■ Data extracts
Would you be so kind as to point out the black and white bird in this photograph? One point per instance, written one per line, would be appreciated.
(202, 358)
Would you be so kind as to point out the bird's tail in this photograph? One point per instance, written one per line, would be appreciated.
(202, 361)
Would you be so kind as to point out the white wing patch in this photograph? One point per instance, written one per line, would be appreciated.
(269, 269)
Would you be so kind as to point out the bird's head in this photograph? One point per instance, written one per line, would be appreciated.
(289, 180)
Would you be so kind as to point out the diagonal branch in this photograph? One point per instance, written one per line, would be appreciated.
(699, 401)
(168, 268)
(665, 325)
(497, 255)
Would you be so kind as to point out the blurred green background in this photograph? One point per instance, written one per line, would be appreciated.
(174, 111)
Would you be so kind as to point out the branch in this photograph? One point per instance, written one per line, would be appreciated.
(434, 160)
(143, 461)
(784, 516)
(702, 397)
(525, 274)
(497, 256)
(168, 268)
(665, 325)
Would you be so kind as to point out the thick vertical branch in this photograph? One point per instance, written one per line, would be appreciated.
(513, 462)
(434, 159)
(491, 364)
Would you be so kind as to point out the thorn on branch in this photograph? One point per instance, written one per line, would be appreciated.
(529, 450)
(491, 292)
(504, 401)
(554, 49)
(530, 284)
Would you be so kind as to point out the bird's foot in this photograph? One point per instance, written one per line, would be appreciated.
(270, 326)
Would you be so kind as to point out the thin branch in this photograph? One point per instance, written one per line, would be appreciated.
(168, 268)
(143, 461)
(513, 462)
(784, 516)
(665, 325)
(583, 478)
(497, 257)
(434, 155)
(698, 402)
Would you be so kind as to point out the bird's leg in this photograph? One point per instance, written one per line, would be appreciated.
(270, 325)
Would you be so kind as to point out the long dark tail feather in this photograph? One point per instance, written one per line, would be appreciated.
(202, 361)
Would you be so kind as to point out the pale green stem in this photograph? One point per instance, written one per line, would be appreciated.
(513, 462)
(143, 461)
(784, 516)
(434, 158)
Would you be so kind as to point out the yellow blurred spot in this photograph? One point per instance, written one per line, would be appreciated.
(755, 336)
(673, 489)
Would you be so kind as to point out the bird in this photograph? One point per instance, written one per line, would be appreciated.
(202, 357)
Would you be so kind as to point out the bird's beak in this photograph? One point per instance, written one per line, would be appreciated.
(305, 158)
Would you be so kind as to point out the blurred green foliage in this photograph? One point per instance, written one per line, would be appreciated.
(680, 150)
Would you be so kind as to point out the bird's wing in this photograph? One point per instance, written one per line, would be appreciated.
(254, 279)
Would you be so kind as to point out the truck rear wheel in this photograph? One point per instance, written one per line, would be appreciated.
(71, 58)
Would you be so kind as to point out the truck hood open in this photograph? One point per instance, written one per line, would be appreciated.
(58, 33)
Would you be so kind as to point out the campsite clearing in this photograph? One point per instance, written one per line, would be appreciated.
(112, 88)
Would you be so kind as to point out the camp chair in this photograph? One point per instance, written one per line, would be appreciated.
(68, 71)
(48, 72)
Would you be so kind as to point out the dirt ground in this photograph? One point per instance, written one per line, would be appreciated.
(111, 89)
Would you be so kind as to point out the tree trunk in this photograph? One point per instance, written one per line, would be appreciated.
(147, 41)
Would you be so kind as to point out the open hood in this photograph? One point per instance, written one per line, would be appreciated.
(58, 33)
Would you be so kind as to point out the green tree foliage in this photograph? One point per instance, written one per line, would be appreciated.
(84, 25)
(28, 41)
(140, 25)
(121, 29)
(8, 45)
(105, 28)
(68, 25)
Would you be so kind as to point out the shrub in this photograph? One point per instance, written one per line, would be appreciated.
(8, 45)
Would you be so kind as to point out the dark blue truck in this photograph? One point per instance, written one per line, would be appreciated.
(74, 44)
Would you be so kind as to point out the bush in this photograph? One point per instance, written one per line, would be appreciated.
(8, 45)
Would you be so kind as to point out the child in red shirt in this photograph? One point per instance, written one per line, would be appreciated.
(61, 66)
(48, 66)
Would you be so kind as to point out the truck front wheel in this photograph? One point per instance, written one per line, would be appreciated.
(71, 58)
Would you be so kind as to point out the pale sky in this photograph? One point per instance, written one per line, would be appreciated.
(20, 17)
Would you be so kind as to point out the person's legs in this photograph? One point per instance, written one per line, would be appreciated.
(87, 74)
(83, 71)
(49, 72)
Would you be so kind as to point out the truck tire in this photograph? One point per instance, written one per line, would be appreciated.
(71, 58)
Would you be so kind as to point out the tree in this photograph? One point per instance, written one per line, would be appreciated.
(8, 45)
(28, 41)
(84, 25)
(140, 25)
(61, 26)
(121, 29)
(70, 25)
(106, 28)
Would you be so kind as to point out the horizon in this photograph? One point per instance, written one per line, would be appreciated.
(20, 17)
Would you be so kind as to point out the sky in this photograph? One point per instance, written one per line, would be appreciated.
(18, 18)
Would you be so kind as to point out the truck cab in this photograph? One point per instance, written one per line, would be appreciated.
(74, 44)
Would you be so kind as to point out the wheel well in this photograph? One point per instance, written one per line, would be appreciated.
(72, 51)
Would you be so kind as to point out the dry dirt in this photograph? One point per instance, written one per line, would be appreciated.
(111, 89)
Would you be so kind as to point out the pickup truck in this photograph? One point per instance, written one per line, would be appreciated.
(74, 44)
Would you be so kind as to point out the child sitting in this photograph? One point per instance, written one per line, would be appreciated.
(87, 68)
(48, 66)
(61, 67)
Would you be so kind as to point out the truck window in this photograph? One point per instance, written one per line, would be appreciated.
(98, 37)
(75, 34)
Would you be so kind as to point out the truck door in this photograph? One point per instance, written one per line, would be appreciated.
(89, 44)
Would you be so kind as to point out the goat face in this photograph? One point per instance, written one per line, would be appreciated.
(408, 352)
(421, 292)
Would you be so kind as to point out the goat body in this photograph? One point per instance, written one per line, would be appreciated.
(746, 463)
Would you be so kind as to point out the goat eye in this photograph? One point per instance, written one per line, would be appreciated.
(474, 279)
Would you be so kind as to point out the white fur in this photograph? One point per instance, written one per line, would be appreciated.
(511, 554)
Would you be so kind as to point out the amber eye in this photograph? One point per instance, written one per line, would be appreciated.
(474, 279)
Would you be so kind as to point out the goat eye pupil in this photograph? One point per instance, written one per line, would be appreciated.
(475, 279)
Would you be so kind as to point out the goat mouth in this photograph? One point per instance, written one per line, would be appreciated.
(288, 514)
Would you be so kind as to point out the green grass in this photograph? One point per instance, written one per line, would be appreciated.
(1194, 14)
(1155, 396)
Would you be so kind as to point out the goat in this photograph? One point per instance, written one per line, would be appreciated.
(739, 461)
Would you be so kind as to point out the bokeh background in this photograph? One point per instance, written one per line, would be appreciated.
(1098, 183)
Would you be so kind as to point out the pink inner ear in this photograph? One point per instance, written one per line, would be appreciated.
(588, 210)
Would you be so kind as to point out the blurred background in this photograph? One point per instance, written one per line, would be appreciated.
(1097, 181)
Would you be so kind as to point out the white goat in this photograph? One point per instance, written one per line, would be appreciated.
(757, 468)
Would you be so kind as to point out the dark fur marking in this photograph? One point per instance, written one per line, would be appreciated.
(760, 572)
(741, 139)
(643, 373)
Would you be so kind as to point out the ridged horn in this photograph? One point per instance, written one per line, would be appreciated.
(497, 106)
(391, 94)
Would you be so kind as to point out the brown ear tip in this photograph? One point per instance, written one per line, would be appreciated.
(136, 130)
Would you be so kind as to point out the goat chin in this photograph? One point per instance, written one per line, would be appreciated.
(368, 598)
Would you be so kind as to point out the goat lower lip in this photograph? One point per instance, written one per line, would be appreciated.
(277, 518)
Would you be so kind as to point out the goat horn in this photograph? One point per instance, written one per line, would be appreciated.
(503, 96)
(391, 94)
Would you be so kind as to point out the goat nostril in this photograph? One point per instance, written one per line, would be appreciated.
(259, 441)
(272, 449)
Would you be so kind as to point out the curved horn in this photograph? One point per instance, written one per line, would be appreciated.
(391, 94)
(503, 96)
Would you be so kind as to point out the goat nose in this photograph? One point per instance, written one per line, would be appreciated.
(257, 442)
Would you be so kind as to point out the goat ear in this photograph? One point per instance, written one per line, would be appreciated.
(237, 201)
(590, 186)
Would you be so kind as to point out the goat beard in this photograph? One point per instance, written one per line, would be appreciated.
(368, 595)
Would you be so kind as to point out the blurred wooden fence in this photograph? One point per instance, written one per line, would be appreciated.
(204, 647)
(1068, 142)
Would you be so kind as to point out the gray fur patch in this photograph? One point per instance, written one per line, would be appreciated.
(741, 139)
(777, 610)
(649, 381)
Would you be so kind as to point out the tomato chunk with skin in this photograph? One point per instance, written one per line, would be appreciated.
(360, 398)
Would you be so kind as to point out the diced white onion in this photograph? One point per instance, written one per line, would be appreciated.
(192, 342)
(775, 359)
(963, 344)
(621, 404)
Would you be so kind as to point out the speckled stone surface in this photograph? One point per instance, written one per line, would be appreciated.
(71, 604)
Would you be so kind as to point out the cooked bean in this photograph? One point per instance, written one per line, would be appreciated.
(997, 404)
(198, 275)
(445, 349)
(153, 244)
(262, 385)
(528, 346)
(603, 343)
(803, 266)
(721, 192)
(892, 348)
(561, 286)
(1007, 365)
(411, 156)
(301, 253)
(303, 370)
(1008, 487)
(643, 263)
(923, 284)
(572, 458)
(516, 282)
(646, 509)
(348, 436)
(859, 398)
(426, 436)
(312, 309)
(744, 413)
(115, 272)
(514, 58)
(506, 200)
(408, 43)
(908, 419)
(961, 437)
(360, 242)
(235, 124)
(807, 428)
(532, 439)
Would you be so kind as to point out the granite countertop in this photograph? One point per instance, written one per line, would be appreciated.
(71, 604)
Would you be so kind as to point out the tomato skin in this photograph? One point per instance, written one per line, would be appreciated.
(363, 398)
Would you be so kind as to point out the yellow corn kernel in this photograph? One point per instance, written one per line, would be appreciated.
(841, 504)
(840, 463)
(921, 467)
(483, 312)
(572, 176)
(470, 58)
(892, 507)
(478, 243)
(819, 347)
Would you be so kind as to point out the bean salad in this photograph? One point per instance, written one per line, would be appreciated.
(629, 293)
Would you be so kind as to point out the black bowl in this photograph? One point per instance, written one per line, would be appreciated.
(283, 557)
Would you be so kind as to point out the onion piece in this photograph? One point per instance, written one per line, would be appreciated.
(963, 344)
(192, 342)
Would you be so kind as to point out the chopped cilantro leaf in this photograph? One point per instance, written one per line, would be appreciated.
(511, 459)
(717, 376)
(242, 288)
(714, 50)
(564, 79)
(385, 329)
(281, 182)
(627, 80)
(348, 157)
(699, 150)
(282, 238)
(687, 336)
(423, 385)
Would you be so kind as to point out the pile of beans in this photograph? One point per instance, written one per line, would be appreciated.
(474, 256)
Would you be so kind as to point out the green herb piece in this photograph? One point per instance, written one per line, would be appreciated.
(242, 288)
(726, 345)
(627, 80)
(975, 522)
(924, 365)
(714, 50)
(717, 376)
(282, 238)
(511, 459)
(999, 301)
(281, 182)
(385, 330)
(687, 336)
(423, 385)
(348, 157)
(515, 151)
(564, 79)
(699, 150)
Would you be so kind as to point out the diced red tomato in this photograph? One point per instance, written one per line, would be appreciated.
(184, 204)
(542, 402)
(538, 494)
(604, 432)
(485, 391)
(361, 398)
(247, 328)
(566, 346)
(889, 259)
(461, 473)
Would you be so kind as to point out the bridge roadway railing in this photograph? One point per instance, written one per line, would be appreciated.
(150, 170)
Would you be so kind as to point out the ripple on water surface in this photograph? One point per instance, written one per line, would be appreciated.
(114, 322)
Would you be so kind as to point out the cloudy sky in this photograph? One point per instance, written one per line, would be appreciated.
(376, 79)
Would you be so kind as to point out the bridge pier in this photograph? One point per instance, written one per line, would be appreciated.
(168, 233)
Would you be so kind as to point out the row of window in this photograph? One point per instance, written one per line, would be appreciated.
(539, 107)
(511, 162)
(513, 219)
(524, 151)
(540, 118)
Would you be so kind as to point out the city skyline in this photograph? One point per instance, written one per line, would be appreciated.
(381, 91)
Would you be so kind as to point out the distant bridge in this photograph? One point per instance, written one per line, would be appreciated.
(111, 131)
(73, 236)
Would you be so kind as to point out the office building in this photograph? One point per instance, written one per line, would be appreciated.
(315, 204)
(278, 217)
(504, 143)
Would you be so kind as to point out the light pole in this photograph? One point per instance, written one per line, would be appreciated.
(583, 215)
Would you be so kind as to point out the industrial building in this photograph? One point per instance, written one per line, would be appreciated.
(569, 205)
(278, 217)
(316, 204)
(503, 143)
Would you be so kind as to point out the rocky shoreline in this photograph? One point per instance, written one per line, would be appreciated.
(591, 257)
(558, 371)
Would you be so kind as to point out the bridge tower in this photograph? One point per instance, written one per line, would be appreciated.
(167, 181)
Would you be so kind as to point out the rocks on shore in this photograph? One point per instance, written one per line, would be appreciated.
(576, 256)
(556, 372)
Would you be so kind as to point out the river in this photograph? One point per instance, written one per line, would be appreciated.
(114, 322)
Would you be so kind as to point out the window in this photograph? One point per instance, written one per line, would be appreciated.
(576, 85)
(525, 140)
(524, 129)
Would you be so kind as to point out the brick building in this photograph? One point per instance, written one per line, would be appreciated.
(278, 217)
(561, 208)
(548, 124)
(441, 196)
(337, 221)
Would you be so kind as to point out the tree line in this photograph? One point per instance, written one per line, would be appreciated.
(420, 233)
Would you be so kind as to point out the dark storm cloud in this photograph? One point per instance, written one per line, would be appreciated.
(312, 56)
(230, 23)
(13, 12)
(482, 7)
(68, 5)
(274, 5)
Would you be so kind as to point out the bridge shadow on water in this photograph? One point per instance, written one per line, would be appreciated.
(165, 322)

■ What you are asked to do
Reproduce, exactly and in full, the lines from the one that contains "Would you be so kind as to point out the window" to the end of the material.

■ Task result
Would you be so kind as to point out the window in this photograph? One point per instance, written one per line, would be appreciated.
(576, 85)
(525, 140)
(524, 129)
Would you be so kind as to point out the brick building in this photograph? One point per instance, written one per line, would be appreciated.
(278, 217)
(561, 208)
(548, 124)
(441, 196)
(337, 221)
Would you be so kind as to point out the tree line in this photograph? One point per instance, written one per line, would be appreciated.
(420, 233)
Would you be so kind as to point out the dark storm cloud in this photograph? One point per instance, written one per line, would be appreciated.
(312, 56)
(230, 23)
(13, 12)
(482, 7)
(68, 5)
(274, 5)
Would you be so kind as to point out the bridge shadow on water in this photograph? One point per instance, written one per line, would be appreciated.
(165, 322)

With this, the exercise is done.